Location labeling records:
§

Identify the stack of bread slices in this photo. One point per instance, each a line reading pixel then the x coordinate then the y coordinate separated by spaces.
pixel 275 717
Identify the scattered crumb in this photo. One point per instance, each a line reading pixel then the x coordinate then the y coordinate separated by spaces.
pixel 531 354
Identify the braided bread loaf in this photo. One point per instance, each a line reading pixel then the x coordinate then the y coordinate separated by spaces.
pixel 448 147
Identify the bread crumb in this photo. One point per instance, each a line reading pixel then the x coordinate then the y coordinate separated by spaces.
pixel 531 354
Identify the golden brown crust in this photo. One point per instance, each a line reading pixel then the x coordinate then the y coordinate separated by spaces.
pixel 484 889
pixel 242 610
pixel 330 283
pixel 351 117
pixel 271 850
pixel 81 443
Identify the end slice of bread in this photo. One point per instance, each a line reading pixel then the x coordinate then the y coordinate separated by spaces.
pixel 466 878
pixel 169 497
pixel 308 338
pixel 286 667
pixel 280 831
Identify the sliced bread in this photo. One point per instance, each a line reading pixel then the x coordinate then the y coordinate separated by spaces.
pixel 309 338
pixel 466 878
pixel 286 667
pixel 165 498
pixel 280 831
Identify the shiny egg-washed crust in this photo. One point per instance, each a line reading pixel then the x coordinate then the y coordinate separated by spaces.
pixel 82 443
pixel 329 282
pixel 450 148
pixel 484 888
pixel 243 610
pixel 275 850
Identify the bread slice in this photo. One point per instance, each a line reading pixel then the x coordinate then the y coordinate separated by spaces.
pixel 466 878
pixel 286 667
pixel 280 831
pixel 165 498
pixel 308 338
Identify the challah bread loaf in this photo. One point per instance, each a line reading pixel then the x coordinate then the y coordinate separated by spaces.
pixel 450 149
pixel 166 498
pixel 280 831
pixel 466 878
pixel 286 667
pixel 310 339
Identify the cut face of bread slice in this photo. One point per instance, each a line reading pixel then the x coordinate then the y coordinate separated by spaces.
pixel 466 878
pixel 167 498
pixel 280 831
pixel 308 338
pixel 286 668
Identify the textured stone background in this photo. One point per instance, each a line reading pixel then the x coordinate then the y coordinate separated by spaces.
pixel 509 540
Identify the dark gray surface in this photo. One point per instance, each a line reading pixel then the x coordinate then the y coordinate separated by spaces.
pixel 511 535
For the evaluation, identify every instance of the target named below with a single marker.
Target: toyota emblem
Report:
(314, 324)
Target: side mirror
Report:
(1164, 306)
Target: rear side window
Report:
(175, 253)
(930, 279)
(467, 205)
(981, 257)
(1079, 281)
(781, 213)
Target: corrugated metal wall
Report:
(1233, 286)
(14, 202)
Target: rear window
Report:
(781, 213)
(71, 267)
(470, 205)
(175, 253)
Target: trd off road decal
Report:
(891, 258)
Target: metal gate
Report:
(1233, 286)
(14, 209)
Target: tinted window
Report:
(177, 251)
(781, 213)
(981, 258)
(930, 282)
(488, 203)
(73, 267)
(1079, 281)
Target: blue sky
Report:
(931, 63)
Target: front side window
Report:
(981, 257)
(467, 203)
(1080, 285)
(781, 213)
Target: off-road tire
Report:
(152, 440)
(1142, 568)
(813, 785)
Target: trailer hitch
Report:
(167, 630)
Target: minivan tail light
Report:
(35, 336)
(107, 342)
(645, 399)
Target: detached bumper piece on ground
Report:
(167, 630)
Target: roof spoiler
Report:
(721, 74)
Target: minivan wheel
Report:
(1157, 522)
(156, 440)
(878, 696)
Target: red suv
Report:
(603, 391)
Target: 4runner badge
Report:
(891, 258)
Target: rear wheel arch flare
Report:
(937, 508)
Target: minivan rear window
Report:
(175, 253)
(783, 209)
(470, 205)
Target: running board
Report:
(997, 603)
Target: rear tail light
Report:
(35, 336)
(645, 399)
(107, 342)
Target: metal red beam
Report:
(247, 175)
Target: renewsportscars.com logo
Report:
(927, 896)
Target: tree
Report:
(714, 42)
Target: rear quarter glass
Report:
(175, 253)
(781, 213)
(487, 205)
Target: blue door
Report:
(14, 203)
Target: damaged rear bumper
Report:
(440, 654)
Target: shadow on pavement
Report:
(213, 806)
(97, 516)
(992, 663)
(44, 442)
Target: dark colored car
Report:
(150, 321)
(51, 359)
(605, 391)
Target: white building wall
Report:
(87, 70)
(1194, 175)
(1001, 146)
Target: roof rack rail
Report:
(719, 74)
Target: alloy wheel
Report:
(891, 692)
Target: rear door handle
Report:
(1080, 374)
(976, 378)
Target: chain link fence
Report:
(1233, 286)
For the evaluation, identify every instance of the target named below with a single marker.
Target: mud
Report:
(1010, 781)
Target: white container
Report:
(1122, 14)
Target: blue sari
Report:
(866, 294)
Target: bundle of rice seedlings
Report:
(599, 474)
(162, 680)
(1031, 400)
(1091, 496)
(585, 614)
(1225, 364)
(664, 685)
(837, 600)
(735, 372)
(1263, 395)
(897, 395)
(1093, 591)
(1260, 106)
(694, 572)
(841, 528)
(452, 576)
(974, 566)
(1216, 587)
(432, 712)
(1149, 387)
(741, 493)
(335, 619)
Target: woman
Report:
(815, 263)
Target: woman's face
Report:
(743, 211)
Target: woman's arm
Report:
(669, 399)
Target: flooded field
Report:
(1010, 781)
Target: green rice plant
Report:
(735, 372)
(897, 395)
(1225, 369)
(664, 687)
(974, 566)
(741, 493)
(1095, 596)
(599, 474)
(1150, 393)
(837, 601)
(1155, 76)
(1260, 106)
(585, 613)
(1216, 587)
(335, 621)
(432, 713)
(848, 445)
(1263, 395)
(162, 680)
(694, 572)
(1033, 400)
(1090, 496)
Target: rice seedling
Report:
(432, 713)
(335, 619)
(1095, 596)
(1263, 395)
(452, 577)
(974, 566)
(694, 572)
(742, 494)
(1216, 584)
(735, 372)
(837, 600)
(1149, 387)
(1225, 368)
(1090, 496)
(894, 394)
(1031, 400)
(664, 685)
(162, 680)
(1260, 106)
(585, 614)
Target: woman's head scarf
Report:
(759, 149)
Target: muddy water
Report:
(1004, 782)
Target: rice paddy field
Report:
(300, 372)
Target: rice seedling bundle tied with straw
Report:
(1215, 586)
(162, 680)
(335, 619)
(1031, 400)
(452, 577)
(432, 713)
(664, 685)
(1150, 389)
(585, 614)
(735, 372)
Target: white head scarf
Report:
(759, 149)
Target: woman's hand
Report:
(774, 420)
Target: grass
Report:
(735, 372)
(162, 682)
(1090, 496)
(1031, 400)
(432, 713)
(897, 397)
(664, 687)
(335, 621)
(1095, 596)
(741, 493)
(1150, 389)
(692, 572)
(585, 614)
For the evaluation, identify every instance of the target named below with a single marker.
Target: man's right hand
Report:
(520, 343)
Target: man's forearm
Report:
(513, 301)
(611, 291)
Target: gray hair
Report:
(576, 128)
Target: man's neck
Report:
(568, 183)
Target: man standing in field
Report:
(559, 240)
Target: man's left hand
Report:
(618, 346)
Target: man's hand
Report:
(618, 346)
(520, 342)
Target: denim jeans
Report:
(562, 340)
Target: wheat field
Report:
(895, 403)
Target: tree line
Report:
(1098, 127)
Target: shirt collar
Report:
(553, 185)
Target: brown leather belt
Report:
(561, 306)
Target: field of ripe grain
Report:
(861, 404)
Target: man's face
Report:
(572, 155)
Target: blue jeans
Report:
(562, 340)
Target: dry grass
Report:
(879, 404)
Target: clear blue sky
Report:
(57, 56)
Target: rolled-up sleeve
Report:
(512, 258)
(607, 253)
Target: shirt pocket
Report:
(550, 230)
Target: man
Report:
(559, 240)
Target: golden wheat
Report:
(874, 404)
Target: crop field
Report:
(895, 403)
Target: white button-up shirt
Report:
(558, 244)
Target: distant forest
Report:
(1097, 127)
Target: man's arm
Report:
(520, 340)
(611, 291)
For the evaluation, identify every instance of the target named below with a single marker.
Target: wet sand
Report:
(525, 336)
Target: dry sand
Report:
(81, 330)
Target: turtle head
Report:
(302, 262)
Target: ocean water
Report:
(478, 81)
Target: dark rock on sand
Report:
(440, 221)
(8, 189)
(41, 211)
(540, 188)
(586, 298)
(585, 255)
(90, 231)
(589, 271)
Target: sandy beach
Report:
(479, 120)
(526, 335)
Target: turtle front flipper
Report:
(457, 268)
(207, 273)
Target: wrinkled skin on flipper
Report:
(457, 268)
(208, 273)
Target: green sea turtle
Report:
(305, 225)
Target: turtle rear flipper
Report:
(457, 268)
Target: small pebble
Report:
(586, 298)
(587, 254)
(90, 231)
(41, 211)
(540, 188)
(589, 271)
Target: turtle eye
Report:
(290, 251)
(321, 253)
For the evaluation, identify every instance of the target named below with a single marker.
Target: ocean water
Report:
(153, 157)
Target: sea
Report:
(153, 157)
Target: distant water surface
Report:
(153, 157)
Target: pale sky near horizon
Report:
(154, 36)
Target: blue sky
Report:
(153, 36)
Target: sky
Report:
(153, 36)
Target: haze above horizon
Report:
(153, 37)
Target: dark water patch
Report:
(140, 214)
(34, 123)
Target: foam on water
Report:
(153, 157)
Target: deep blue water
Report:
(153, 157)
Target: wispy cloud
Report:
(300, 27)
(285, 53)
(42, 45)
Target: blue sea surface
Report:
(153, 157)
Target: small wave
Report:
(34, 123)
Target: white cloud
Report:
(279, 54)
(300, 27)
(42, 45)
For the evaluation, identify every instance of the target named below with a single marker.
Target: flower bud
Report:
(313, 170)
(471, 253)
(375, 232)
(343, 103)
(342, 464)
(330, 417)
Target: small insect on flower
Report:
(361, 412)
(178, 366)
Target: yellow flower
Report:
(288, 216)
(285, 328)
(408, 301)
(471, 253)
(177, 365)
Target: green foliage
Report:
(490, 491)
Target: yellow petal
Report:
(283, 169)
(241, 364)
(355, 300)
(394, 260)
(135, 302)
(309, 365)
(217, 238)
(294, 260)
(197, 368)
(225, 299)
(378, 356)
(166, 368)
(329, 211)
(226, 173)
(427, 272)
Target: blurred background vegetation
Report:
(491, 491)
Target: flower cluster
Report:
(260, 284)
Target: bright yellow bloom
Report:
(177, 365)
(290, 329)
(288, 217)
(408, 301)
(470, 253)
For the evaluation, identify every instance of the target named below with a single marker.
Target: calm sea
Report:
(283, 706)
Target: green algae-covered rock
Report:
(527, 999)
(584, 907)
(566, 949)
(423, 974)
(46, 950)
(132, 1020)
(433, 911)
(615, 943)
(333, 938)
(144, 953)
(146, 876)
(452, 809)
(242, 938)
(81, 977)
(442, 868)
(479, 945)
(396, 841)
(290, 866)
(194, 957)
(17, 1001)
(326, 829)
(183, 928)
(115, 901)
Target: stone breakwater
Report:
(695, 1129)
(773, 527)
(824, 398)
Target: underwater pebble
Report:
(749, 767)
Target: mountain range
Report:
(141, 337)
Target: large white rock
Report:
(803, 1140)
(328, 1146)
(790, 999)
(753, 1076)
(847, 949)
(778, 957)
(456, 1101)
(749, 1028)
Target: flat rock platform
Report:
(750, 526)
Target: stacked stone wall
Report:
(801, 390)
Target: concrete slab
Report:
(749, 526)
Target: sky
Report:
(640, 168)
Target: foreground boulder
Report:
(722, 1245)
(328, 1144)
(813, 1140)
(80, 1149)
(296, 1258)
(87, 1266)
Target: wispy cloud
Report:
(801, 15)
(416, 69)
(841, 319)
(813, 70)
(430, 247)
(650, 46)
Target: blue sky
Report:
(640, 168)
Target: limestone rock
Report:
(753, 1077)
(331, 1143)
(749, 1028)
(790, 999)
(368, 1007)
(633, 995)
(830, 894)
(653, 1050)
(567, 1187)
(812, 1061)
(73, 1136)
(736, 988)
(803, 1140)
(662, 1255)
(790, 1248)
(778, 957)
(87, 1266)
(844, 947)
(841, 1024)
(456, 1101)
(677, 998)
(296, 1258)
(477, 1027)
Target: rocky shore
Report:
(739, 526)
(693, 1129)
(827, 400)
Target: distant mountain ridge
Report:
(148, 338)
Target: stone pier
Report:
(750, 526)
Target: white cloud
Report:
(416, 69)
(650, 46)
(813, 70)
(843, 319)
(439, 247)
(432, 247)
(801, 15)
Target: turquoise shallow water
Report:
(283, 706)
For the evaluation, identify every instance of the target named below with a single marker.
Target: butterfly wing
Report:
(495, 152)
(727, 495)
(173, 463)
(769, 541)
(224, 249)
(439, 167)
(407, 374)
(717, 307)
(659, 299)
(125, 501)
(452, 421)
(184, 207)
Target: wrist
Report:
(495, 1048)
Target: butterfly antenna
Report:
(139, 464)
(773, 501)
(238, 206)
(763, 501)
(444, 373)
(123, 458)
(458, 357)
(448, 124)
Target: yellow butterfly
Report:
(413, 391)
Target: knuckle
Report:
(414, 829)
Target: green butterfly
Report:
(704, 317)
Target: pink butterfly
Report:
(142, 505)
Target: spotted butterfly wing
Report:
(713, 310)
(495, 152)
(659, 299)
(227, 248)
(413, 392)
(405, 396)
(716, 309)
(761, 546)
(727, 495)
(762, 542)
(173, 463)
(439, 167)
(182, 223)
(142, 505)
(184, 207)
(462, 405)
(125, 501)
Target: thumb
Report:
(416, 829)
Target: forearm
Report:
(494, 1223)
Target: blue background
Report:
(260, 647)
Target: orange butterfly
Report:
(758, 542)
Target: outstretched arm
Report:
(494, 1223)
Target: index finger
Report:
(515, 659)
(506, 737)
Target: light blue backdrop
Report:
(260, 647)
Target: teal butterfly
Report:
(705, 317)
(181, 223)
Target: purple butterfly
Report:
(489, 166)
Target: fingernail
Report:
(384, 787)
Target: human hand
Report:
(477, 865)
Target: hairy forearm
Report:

§

[What you need to do]
Rewrite the records from the start up to and including the line with "pixel 275 717", swapping "stack of bread slices" for "pile of bread slices" and keeping everything else the same.

[Task solution]
Identify the pile of bread slices in this photo. One point per instance, each a line reading pixel then the x coordinate then the y coordinate separated by spaces.
pixel 275 717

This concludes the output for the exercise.